[Location labeling records]
/---

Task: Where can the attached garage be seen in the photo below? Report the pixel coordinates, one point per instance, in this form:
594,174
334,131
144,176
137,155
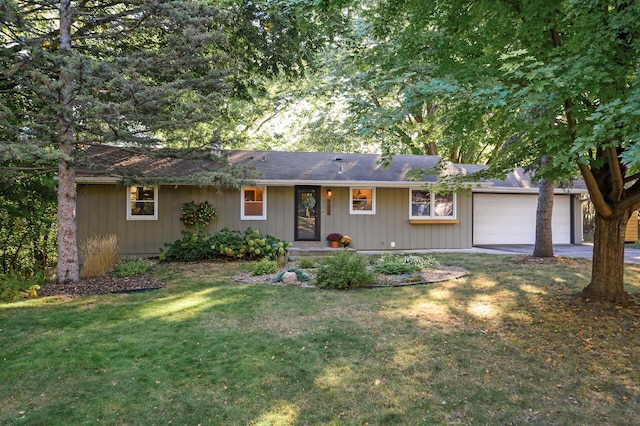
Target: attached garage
500,218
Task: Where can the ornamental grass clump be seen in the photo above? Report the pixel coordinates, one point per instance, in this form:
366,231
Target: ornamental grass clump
132,266
100,255
344,270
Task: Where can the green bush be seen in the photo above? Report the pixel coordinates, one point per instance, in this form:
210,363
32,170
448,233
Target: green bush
132,266
344,270
265,267
193,246
13,287
248,245
225,243
420,262
306,263
299,274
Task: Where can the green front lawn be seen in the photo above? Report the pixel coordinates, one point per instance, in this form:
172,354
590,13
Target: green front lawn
506,344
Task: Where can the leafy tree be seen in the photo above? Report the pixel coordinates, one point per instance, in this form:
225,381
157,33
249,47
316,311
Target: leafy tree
560,76
80,73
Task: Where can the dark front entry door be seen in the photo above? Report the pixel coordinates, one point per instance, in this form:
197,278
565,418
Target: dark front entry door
307,220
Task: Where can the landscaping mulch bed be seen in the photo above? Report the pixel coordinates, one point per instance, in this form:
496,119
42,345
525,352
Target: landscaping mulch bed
426,276
102,285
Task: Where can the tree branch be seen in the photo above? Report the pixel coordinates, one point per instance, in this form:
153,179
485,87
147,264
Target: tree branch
617,181
599,203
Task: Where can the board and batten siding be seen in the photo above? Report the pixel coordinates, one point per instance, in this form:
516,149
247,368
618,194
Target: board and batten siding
102,210
390,223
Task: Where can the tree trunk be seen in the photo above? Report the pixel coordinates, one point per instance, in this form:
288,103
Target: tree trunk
68,268
607,270
544,220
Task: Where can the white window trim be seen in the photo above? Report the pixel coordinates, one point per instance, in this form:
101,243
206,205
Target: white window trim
264,203
373,200
136,217
432,198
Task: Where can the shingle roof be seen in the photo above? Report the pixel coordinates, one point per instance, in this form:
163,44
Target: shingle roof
286,168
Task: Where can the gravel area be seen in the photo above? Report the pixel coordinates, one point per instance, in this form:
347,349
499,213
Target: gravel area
443,273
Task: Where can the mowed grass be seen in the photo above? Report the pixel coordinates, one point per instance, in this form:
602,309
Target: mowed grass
507,344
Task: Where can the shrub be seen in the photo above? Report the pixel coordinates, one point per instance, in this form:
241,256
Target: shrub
344,270
192,246
100,255
265,267
248,245
198,215
13,287
132,266
420,262
306,263
299,274
225,243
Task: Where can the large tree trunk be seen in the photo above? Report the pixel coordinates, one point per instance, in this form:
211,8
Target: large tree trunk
607,271
544,218
68,268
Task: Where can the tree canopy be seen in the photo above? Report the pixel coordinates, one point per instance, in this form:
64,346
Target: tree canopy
556,79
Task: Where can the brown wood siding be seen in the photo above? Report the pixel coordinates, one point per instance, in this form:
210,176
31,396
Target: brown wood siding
101,210
391,223
631,232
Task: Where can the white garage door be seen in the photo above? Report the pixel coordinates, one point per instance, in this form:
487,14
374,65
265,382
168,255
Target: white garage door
511,219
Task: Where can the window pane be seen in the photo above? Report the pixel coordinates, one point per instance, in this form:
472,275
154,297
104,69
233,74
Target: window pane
443,204
253,201
362,199
420,203
142,201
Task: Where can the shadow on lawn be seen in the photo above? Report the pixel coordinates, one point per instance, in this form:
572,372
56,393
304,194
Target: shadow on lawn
508,343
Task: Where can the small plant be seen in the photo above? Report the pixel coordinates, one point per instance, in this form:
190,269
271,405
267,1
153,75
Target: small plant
344,270
197,215
193,246
100,255
265,267
395,268
226,243
13,288
306,263
334,236
132,266
302,276
420,262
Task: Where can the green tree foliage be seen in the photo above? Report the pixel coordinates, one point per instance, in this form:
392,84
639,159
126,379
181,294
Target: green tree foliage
558,78
27,223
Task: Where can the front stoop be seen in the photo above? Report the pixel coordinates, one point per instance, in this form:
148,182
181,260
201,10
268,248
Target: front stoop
298,252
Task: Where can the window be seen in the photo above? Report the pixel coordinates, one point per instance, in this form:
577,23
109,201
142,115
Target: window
362,200
254,203
142,203
431,205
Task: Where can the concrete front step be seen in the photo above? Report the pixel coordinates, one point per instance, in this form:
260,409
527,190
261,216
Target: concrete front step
297,252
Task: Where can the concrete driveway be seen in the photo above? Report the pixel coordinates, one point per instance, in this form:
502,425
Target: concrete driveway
566,250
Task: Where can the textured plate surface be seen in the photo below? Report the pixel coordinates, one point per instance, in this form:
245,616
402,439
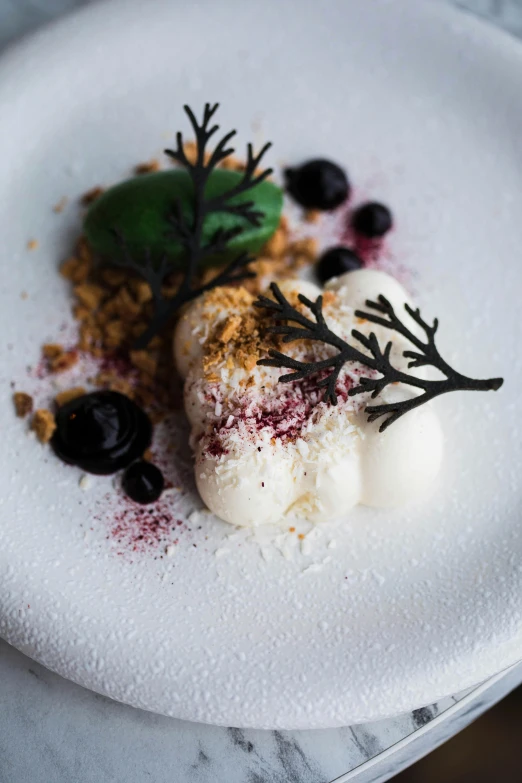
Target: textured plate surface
424,107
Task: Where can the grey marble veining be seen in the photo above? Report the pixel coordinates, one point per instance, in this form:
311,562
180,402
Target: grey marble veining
53,731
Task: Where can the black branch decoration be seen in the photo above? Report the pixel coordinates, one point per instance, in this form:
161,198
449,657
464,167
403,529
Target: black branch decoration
189,232
293,325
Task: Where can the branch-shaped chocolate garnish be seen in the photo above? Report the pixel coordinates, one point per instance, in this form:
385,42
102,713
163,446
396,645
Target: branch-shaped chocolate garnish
378,360
189,231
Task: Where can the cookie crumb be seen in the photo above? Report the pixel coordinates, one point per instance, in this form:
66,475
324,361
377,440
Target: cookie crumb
23,404
43,424
69,394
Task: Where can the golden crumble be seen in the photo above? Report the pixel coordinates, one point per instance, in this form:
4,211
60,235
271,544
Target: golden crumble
44,424
69,394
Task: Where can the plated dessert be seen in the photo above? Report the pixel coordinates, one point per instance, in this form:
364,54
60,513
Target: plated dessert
303,401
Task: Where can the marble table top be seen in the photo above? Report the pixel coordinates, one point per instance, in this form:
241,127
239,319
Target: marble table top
53,731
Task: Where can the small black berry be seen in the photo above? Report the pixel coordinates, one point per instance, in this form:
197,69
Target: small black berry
143,482
336,261
372,220
101,432
318,184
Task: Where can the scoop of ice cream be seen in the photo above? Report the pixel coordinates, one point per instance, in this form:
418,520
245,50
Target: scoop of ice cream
264,449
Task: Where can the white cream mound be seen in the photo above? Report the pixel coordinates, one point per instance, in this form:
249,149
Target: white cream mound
263,449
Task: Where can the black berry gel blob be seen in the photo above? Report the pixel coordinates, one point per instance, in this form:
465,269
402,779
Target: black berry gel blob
101,432
318,184
143,482
336,261
372,220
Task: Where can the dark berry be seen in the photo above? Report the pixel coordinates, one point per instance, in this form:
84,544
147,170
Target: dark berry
372,220
101,432
337,261
318,184
143,482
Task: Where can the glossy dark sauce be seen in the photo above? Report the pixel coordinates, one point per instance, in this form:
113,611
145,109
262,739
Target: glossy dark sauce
101,432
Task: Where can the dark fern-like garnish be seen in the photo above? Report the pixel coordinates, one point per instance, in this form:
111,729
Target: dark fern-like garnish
189,232
296,326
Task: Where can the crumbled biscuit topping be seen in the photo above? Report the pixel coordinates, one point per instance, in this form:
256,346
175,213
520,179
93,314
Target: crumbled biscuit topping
43,424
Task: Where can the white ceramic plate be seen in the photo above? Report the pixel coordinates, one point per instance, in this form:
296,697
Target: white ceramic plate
423,106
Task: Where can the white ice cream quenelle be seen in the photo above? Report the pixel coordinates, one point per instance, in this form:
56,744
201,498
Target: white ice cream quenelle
265,450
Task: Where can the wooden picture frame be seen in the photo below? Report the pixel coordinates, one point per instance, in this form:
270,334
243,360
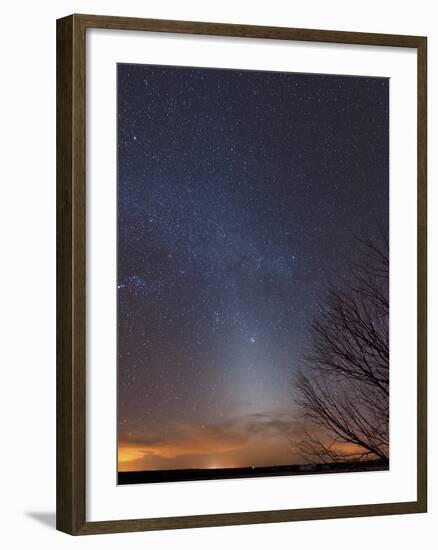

\---

* GIVEN REQUEST:
Reproduce all of the records above line for line, character for character, but omit the pictures.

* RESULT OF THE EXERCISE:
Task: Where can the attached garage be seen in the photo below? Report the pixel coordinates, one point per instance, in this form:
594,174
334,131
144,176
137,155
Target: attached garage
500,218
Task: Where can the ornamental grass clump be seen in the photo above? Report the pixel coordinates, one point per instance, in this form:
366,231
Target: ornamental grass clump
132,266
100,255
344,270
Task: Where can the green bush be seen in the photo above? Report the pixel coordinates, one point per instance, in this form:
210,363
32,170
448,233
Target: green bush
132,266
344,270
265,267
193,246
13,287
248,245
225,243
420,262
306,263
299,274
Task: Where can the green front lawn be seen in the photo above? Report the pixel coordinates, one point per instance, in this form:
172,354
590,13
Target: green front lawn
506,344
Task: Where can the leafy tree be seen in the photo above? Report the pixel coordinates, one point per instance, in this form:
225,381
157,33
249,47
316,311
Target: leafy tree
560,76
80,73
Task: Where can the dark front entry door be seen in the photo above? Report the pixel coordinates, one point per instance, in this form:
197,278
565,418
Target: dark front entry door
307,220
Task: Where can the landscaping mulch bed be seen in the photo above? Report the pixel coordinates, one point per instance, in this form:
496,119
42,345
525,352
Target: landscaping mulch bed
426,276
102,285
Task: Where can the tree branch be seen in the photo above? Report the pixel coordinates, one point per instance, in this form:
153,179
485,87
147,264
Target: tree branch
617,181
599,203
Task: Where can the board and batten siding be seen in the photo above? Report the pixel coordinates, one point per instance, in this form:
516,149
247,368
618,194
Target: board and batten siding
102,210
390,223
Task: Where can the tree trunk be seen in the photo above? Report the pixel coordinates, one point per instance, in this form:
288,103
Target: tree trunk
68,268
607,270
544,220
Task: Where can the white window trim be seen in the photo above? Report the pixel coordinates, one point per instance, in this form:
101,243
206,205
Target: white window trim
264,203
373,200
136,217
432,198
Task: Where can the shingle roof be seen in the photo above? Report the pixel coordinates, one point per instance, in this form:
163,44
Target: shingle roof
286,168
Task: Where can the gravel area be seen in the photo above? Report the pixel coordinates, one point per instance, in this form:
347,349
499,213
Target: gravel area
443,273
Task: Where can the mowed grass be seen in the photo above? Report the pixel coordinates, one point per instance, in this form:
602,309
Target: mowed grass
507,344
Task: Where can the shrub be seen in the photo above? Report the pixel coordinates, one point per instance, in this form:
241,256
Target: shrub
344,270
192,246
100,255
265,267
248,245
198,215
13,287
132,266
420,262
306,263
299,274
225,243
Task: Where can the large tree trunk be seen in the photo above? Report the pixel coordinates, one point per instance, in this form:
211,8
Target: large tree trunk
607,271
544,218
68,268
Task: Where can the tree canopy be seen in the photo above? Report the pixel coordinates, one point per instance, in this form:
64,346
Target: tree canopy
556,79
Task: Where can the brown wood siding be seen in the photo above? Report the pixel coordinates, one point per instance, in this form:
210,176
31,396
Target: brown wood siding
101,210
391,223
631,232
Task: Where can the white garage door be seen in the photo above? Report the pixel coordinates, one point per instance, in this form:
487,14
374,65
265,382
168,255
Target: white garage door
511,219
Task: Where can the window pane be seen in the photo above? Report the pixel coordinates, one point per instance, in this form:
472,275
154,297
104,69
233,74
Target: window pane
443,204
253,201
362,199
420,203
142,201
Task: Where can the shadow on lawn be seen in the photo above? Report the pixel coordinates, one point per instance, in this form:
572,372
56,393
304,194
Target: shadow on lawn
508,343
Task: Where can the small plant be seen in the photo above? Report the pixel coordinates, one point per instance, in this form:
190,269
271,405
267,1
153,75
Target: small plant
344,270
197,215
193,246
100,255
265,267
395,268
226,243
13,288
306,263
334,236
132,266
302,276
420,262
Task: Where can the green tree foliage be seen in the photo above? Report the pixel coordinates, one point per instance, in this form:
392,84
639,159
126,379
181,294
Target: green tree foliage
558,78
27,223
Task: Where can the front stoop be seen in the photo above? Report the pixel coordinates, one point per instance, in this form:
148,182
181,260
201,10
268,248
Target: front stoop
298,252
Task: Where can the window be seen in the photo above? Report the pixel coordinates, one point per instance, in this form:
577,23
109,201
142,115
Target: window
362,200
254,203
142,203
431,205
Task: Where can the concrete front step be seen in the photo above? Report the pixel coordinates, one point per instance, in this form:
260,409
527,190
261,216
Target: concrete front step
297,252
Task: Where can the concrete driveway be seen in the photo above? Report the pixel coordinates, one point per instance, in this form:
502,425
Target: concrete driveway
566,250
Task: Where can the textured plate surface be seen in the photo below? Report the pixel coordinates, one point per instance, in this form:
245,616
402,439
Target: textured plate surface
424,107
Task: Where can the grey marble veining be seen in the photo above? Report the pixel coordinates, one point per instance, in this form:
311,562
180,402
Target: grey marble veining
53,731
Task: Where can the black branch decoration be seen in the photo above? Report the pixel coordinates, one point per instance, in this form:
161,198
449,657
464,167
403,529
Target: black branch decoration
189,232
293,325
Task: Where can the branch-shaped chocolate garnish be seen in the photo above? Report the pixel coordinates, one point per instance, in this form:
385,42
102,713
163,446
396,645
Target: branch-shaped chocolate garnish
378,360
189,231
Task: Where can the cookie crumb be seen in the photo above? Report the pixel coordinates, one point per instance, in this form:
66,475
324,361
377,440
Target: cookie crumb
23,404
43,424
69,394
Task: Where can the golden crumble be seen in the photo above? Report the pixel coordinates, one point per instance, in this form:
4,211
60,235
271,544
Target: golden crumble
44,424
69,394
Task: Where can the plated dessert be seen in the photo above? Report the pixel coordinates, one point per instance, in this form:
364,54
60,513
Target: plated dessert
303,401
Task: Where can the marble table top be seen in the photo above? Report the pixel coordinates, one point per instance, in this form:
241,127
239,319
Target: marble table top
53,731
Task: Where can the small black berry be seen in the photo above? Report the pixel coordinates, one point per instance, in this form:
197,69
Target: small black berry
143,482
336,261
372,220
101,432
318,184
Task: Where can the scoop of ice cream be seen in the photo above? Report the pixel coordinates, one point per instance, in this form:
418,520
245,50
Target: scoop of ice cream
264,449
Task: Where can the white cream mound be seen in the photo above? Report the pixel coordinates, one point per instance, in this form:
249,149
Target: white cream mound
263,449
Task: Where can the black berry gel blob be seen in the photo above? Report the pixel coordinates, one point per instance, in this form:
465,269
402,779
Target: black berry gel blob
101,432
318,184
143,482
336,261
372,220
Task: Where can the dark berry be seen in the photo above? Report the pixel coordinates, one point per instance, in this form:
84,544
147,170
Target: dark berry
372,220
101,432
337,261
318,184
143,482
Task: Where can the glossy dark sauce be seen in the photo above? Report the pixel coordinates, one point per instance, in this form:
113,611
145,109
262,739
Target: glossy dark sauce
101,432
Task: Where can the dark fern-like garnish be seen in the photo above? Report the pixel coordinates, one point per instance, in this form:
111,729
Target: dark fern-like garnish
189,232
296,326
Task: Where can the crumbled biscuit topping be seen in the photo above? Report the pixel coordinates, one point per instance, in this form:
256,346
175,213
520,179
93,314
Target: crumbled biscuit topping
43,424
Task: Where can the white ceramic plate be seen in the photo above? Report the pixel coordinates, one point per instance, in this form:
296,697
Target: white ceramic plate
423,106
Task: Where can the white ice cream quenelle be seen in the photo above? Report the pixel coordinates, one point per instance, in this form:
56,744
201,498
Target: white ice cream quenelle
265,450
Task: Where can the wooden picture frame be seen in the photo below? Report the pixel coordinates, one point per instance, in this form:
270,334
243,360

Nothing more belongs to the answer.